## Start Supplied data
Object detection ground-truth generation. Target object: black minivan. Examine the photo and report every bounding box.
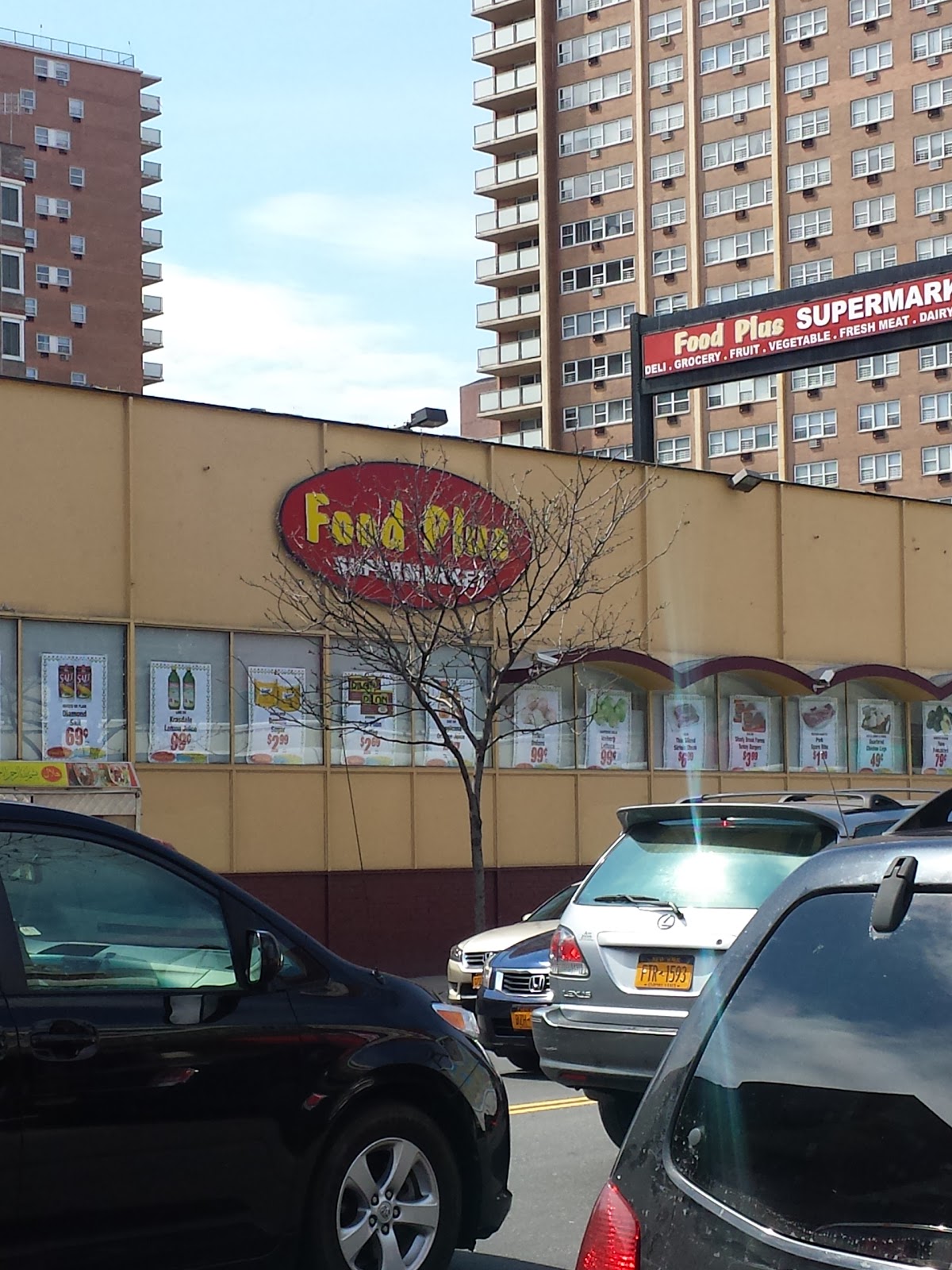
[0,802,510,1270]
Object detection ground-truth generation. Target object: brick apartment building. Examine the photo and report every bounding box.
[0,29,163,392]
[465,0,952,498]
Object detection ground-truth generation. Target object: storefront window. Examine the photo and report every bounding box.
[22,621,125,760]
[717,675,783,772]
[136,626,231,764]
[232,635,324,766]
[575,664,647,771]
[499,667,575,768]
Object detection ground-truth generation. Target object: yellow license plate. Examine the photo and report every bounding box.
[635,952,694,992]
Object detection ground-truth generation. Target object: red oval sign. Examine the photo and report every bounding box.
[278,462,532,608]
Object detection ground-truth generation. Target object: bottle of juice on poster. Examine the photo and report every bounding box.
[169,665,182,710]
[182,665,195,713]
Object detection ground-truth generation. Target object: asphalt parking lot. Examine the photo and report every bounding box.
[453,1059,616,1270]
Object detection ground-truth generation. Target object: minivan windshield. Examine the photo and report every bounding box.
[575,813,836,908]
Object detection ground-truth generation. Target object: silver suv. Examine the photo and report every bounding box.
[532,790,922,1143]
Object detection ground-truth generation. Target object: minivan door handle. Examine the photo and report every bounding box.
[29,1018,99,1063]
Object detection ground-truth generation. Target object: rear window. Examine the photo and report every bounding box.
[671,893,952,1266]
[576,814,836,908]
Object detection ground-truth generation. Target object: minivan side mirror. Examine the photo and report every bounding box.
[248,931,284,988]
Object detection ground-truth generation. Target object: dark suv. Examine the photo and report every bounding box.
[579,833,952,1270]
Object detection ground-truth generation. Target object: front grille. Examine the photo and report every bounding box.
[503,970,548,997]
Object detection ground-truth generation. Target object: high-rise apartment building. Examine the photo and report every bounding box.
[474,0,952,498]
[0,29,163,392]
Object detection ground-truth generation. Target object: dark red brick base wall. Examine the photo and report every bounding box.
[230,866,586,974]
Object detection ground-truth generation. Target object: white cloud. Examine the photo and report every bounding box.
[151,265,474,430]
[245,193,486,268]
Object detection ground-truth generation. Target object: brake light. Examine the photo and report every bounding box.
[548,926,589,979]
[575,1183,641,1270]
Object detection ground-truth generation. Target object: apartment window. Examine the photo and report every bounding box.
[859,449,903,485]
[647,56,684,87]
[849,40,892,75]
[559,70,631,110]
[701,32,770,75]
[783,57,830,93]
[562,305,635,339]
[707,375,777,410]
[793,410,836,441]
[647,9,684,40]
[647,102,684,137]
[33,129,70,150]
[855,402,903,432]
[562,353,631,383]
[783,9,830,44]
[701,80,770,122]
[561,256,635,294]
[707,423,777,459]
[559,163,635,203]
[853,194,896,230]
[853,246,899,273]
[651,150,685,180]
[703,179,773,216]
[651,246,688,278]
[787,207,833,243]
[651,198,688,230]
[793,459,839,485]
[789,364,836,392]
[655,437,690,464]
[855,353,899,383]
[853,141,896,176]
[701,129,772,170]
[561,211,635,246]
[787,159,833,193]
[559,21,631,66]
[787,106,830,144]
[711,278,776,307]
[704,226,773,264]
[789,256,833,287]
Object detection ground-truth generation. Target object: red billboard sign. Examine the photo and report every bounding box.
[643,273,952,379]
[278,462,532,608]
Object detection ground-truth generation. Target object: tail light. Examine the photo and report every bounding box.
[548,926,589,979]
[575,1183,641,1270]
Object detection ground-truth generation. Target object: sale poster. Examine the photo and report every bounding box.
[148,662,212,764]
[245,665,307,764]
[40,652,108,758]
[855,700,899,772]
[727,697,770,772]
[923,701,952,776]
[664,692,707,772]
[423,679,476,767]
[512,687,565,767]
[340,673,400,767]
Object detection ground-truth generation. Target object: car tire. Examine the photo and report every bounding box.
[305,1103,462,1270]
## End Supplied data
- _Exercise instructions_: Put each line of the material above into a JSON list of strings, one string per line, with blank lines skipped and the pictures left out.

- _Reply_:
[
  "Object detection ground-truth generation. Target object: black minivan. Examine the photo and report every bounding box.",
  "[0,802,510,1270]",
  "Object detection ground-truth generation. Target object: brick apartment building. Examine the photo and report every bounding box.",
  "[0,29,163,392]",
  "[465,0,952,498]",
  "Object detection ground-truth generation. Target object: storefront window. Examine the photo and report every bounding box.",
  "[22,621,125,760]",
  "[717,675,783,772]",
  "[136,626,231,764]",
  "[232,635,324,766]",
  "[575,664,647,771]",
  "[499,667,575,768]",
  "Object detection ground-truth generation. Target object: yellow license plate. Examine the photo and report every bounding box.",
  "[635,952,694,992]",
  "Object detection ground-truth generation. Target object: red oval sign. Examine the photo and report every bounding box.",
  "[278,462,532,608]",
  "Object detection ground-truth generation. Target object: bottle of juice on poster. Examine the photo and report every bounding box.",
  "[169,665,182,710]",
  "[182,665,195,713]",
  "Object detection ground-truth generation. Target object: asphalt parking lot. Examine the photo and report every bounding box.",
  "[453,1059,616,1270]",
  "Object detection ground-truth generation. Target object: minivan windshield. Examine the photo and report every bounding box.",
  "[575,813,836,908]",
  "Object detection ground-truth generation. Target object: silver suv. Examine the photo and report every bounding box.",
  "[532,790,922,1143]",
  "Object detection ground-truth generation. Target object: minivan door handle. Examine the photo and report every bounding box.",
  "[29,1018,99,1063]",
  "Object detection ground-truth generation. Target object: rear window. Examine the photo and report every bounding box.",
  "[671,893,952,1266]",
  "[576,814,836,908]",
  "Object detection ground-truth generation. Target object: minivan side mirror. Examine the photo and report every bounding box.",
  "[248,931,284,988]",
  "Object detection ground-truth generation. Target object: dark suv. Examine the photo and report every bounding box.",
  "[579,833,952,1270]",
  "Object detection ground-truth generation. Target object: front grille. Examine the photo and report every bounding box.",
  "[503,970,548,997]",
  "Object detection ground-truth generation. Target object: high-rise apartment building. Examine the photo and report every bounding box.",
  "[474,0,952,498]",
  "[0,29,163,392]",
  "Object detection ground-truth generation. Target object: dark red brick base wall. Examine the photo and report every bounding box.",
  "[230,866,586,974]",
  "Object detection ground-truth generation. Target object: white cloud. Examine the photo and report every bounding box.",
  "[151,265,474,430]",
  "[245,193,486,268]",
  "Object detection ground-truth generation. Target object: brake light. Examine the photo and report every bounding box.",
  "[548,926,589,979]",
  "[575,1183,641,1270]",
  "Object detection ground-truth generation. Target object: apartment window. Examine the photo and report every bounding box.",
  "[859,449,903,485]",
  "[647,56,684,87]",
  "[849,40,892,75]",
  "[559,70,631,110]",
  "[701,32,770,75]",
  "[783,57,830,93]",
  "[562,305,635,339]",
  "[707,375,777,410]",
  "[793,410,836,441]",
  "[647,9,684,40]",
  "[647,102,684,137]",
  "[33,129,70,150]",
  "[855,402,903,432]",
  "[562,353,631,383]",
  "[783,9,830,44]",
  "[701,80,770,122]",
  "[561,256,635,294]",
  "[707,423,777,459]",
  "[559,163,635,203]",
  "[853,194,896,230]",
  "[853,246,899,273]",
  "[651,150,685,180]",
  "[703,179,773,216]",
  "[651,246,688,278]",
  "[787,207,833,243]",
  "[651,198,688,230]",
  "[793,459,839,485]",
  "[789,364,836,392]",
  "[655,437,690,464]",
  "[855,353,899,383]",
  "[853,141,896,176]",
  "[701,129,772,170]",
  "[561,211,635,246]",
  "[787,159,833,193]",
  "[559,21,631,66]",
  "[787,106,830,144]",
  "[711,278,776,307]",
  "[704,226,773,264]",
  "[789,256,833,287]",
  "Object detection ground-truth generation. Target object: red billboard sign. Examine the photo and report every bounding box.",
  "[643,273,952,379]",
  "[278,462,532,608]",
  "Object detection ground-truth generation. Target object: tail light. Examine the photo and report every bounding box.",
  "[548,926,589,979]",
  "[575,1183,641,1270]",
  "Object detection ground-truth generation. Target object: sale poster. Examine the photo and report every bounding box.",
  "[148,662,212,764]",
  "[245,665,307,764]",
  "[40,652,108,758]",
  "[855,700,899,772]",
  "[727,697,770,772]",
  "[923,701,952,776]",
  "[664,692,707,772]",
  "[423,679,476,767]",
  "[512,687,565,767]",
  "[340,673,400,767]",
  "Object detection ground-truth generation. Target object: car tire. Examine the photo and report every bounding box.",
  "[305,1103,462,1270]"
]